Can you repeat the lines below, swapping "keypoint" for "marker" wherever it occurs and leaving everything else unchanged?

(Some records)
↓↓↓
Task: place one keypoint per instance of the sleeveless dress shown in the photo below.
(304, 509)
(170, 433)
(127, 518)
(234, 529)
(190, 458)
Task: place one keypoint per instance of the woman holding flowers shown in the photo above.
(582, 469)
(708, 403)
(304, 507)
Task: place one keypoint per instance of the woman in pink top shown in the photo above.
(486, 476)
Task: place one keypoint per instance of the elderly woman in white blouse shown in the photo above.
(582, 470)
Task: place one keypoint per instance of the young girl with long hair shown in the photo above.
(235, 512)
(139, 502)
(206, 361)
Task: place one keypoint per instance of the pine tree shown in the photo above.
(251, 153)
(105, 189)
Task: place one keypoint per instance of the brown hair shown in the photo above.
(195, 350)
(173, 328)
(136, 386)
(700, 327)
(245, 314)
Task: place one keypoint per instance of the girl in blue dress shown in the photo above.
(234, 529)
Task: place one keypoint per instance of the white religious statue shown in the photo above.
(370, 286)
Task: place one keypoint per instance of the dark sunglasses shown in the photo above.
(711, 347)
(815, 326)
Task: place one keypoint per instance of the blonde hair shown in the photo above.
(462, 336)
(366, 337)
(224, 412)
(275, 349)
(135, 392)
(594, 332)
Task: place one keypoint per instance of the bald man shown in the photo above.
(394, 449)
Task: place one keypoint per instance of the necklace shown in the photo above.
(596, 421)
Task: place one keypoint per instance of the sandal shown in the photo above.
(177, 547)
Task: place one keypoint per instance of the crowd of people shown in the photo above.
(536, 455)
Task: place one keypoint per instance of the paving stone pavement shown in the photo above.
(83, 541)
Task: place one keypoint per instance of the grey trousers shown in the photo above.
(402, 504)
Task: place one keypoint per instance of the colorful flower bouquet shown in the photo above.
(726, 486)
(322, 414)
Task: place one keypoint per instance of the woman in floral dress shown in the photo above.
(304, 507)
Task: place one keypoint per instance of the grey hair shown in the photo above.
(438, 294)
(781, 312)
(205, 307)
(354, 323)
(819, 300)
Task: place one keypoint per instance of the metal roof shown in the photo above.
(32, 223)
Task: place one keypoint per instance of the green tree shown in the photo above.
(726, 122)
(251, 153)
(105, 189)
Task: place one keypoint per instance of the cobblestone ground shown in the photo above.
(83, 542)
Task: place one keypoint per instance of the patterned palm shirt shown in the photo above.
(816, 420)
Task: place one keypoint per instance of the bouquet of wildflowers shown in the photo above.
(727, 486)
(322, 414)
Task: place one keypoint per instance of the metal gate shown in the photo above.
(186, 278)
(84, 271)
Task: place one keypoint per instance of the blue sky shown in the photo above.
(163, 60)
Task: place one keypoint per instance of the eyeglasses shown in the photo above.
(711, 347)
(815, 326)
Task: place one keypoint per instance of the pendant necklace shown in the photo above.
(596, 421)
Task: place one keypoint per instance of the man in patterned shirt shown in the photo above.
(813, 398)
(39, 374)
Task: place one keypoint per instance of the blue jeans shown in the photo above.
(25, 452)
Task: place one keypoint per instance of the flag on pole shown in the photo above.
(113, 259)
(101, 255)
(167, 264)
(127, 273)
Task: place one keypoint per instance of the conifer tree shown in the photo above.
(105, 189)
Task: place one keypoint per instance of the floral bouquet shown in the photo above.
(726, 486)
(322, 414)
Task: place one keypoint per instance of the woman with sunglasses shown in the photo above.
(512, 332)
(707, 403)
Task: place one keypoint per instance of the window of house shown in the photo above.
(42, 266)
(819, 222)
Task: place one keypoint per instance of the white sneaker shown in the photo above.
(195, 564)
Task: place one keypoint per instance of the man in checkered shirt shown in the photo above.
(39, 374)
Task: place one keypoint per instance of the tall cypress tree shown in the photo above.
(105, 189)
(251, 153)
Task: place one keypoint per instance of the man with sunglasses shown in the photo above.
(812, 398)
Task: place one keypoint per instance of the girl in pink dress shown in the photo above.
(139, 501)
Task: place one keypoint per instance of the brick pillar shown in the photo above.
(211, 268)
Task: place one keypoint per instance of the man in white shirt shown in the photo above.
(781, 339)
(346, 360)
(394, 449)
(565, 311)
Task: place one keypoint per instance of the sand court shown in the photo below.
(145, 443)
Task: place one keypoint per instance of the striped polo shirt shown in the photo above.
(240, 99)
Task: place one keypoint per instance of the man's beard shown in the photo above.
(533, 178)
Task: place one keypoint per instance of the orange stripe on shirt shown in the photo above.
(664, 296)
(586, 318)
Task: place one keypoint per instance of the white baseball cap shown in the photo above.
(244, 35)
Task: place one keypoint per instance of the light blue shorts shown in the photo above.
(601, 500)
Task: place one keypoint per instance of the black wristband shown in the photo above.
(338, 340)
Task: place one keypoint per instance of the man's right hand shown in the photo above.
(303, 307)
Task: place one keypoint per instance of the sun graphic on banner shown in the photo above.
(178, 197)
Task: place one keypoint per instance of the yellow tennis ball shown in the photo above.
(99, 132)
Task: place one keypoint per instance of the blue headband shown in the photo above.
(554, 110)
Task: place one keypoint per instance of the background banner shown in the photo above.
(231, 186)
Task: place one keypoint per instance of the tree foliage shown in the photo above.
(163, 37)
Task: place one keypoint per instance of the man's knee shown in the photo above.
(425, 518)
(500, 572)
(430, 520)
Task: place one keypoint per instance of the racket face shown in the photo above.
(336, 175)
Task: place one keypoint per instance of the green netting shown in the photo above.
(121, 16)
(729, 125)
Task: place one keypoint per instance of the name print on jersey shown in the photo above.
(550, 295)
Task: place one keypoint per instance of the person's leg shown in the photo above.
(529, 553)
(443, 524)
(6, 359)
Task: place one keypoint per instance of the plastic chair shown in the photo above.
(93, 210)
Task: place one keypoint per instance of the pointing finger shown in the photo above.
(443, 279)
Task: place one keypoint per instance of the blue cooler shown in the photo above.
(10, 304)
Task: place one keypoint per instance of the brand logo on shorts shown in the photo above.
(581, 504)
↑↑↑
> EXPECTED ANSWER:
Task: place one marker per instance of the sleeveless dress shown in the photo below.
(304, 509)
(170, 433)
(127, 518)
(234, 529)
(190, 458)
Task: place one marker per instance of the woman holding flowers shown in the photo above.
(582, 469)
(708, 403)
(304, 507)
Task: place one marker per instance of the woman in pink top shown in the photo above.
(486, 476)
Task: place one marker per instance of the elderly woman in white blouse shown in the photo above.
(582, 470)
Task: place one marker per instance of the young girl with long hair shown in the photo above.
(235, 512)
(139, 502)
(206, 361)
Task: place one marker per instance of the pine tree shown in the photo above.
(251, 153)
(105, 189)
Task: place one marker per instance of the brown hair shown in the photo above.
(195, 350)
(173, 328)
(136, 386)
(700, 327)
(245, 314)
Task: place one marker per instance of the girl in blue dress shown in the photo above.
(234, 529)
Task: place one marker per instance of the white religious statue shown in the photo above.
(370, 286)
Task: place one marker per instance of the dark sunglasses shown in the photo above.
(711, 347)
(815, 326)
Task: place one marker per instance of the blonde hair shown in the photo above.
(462, 336)
(366, 337)
(224, 412)
(275, 349)
(135, 392)
(594, 332)
Task: place one marker per instance of the bald man shown in the photo above.
(394, 449)
Task: place one marker per instance of the necklace shown in the photo above.
(596, 421)
Task: place one marker per instance of the sandal shown in the photo above.
(177, 547)
Task: place one marker per instance of the crowd of people shown in the photo above.
(536, 455)
Task: place one marker per instance of the paving stone pavement shown in the photo above.
(83, 541)
Task: place one marker per instance of the grey trousers shown in the photo above.
(402, 504)
Task: place one marker per instance of the colorful flower bouquet shown in the photo above.
(726, 486)
(322, 414)
Task: place one marker per instance of the woman in floral dress shown in the photo above.
(304, 507)
Task: place one marker per instance of the grey hair shown in the photo above.
(438, 294)
(781, 312)
(205, 307)
(354, 323)
(819, 300)
Task: place one marker per instance of the metal roof shown in the photo above.
(32, 223)
Task: place one marker per instance of the green tree shown in the photo above.
(726, 122)
(251, 153)
(105, 189)
Task: place one marker per instance of the cobblestone ground shown in the photo above.
(83, 542)
Task: place one marker per instance of the patterned palm shirt shown in the photo above.
(816, 420)
Task: place one marker per instance of the bouquet of wildflowers shown in the photo above.
(727, 486)
(322, 414)
Task: place one marker per instance of the metal gate shown in the photo above.
(186, 278)
(84, 271)
Task: place one marker per instance of the blue sky shown in the photo above.
(163, 60)
Task: place one marker per instance of the eyeglasses shown in the photo above.
(711, 347)
(815, 326)
Task: place one marker per instance of the pendant necklace shown in the photo above.
(596, 421)
Task: place one marker per instance of the man in patterned shirt shown in the photo above.
(813, 398)
(39, 374)
Task: place one marker per instance of the blue jeans shown in the photo above.
(25, 452)
Task: place one marker per instance of the flag on pole shown in the photo above.
(113, 259)
(101, 255)
(167, 264)
(127, 273)
Task: place one marker per instance of the conifer tree shown in the photo above.
(105, 189)
Task: place one marker per instance of the floral bouquet shown in the photo above.
(726, 486)
(322, 414)
Task: place one marker per instance of the woman with sunglasses shown in the photo above.
(512, 332)
(707, 403)
Task: place one marker per instance of the window of house shown in the photo above.
(42, 266)
(819, 222)
Task: place one marker per instance of the white sneaker shown in the photo above.
(195, 564)
Task: place one marker per instance of the man in checkered shirt shown in the photo above.
(39, 374)
Task: place one marker per instance of the tall cypress tree shown in the photo above.
(105, 189)
(251, 153)
Task: place one marker per instance of the man with sunglasses shown in the photo above.
(812, 398)
Task: place one marker per instance of the girl in pink dress shown in the photo above.
(139, 501)
Task: place one marker per instance of the brick pillar shown in the photo above.
(211, 268)
Task: place one marker per instance of the man in white shirt shown in the photo above.
(781, 339)
(346, 360)
(394, 449)
(565, 311)
Task: place one marker per instance of the sand court shown in the photo below.
(145, 443)
Task: place one marker per instance of the striped polo shirt shown in the photo above.
(240, 99)
Task: place one marker per instance of the man's beard shown in the photo above.
(533, 178)
Task: place one marker per instance of the orange stripe on shirt shown in the photo above.
(664, 296)
(586, 318)
Task: place one marker per instance of the white baseball cap shown in the photo above.
(244, 35)
Task: place one marker per instance of the light blue shorts shown in the photo above.
(601, 500)
Task: place one marker per instance of the black wristband shown in the photo above.
(338, 340)
Task: place one marker per instance of the man's right hand shown in the photo above.
(303, 307)
Task: place one marker per instance of the sun graphic on banner shown in the photo above.
(178, 197)
Task: place one marker per instance of the yellow tennis ball shown in the photo above.
(99, 132)
Task: place one marker per instance of the blue headband shown in the photo above.
(554, 110)
Task: place one marker per instance of the background banner shown in the photo above.
(231, 186)
Task: place one marker per instance of the tree foliage shown in the photo above.
(163, 37)
Task: place one marker per instance of the man's knee shown in the photo above.
(425, 518)
(500, 572)
(430, 520)
Task: place one marker per instance of the racket face shown in the photo above.
(336, 175)
Task: place one marker per instance of the green netting shown in the photo above.
(121, 16)
(729, 125)
Task: place one marker per instance of the name print on jersey shown in the photo above.
(550, 295)
Task: place one marker per instance of the person's leg shown in the photo above.
(529, 553)
(443, 524)
(6, 359)
Task: place one marker per instance of the plastic chair shown in the photo above.
(93, 210)
Task: place one marker per instance of the pointing finger shown in the photo above.
(443, 279)
Task: place one marker per instance of the blue cooler shown in the photo above.
(10, 304)
Task: place one marker per instance of the brand logo on shorts shown in the photo above.
(581, 504)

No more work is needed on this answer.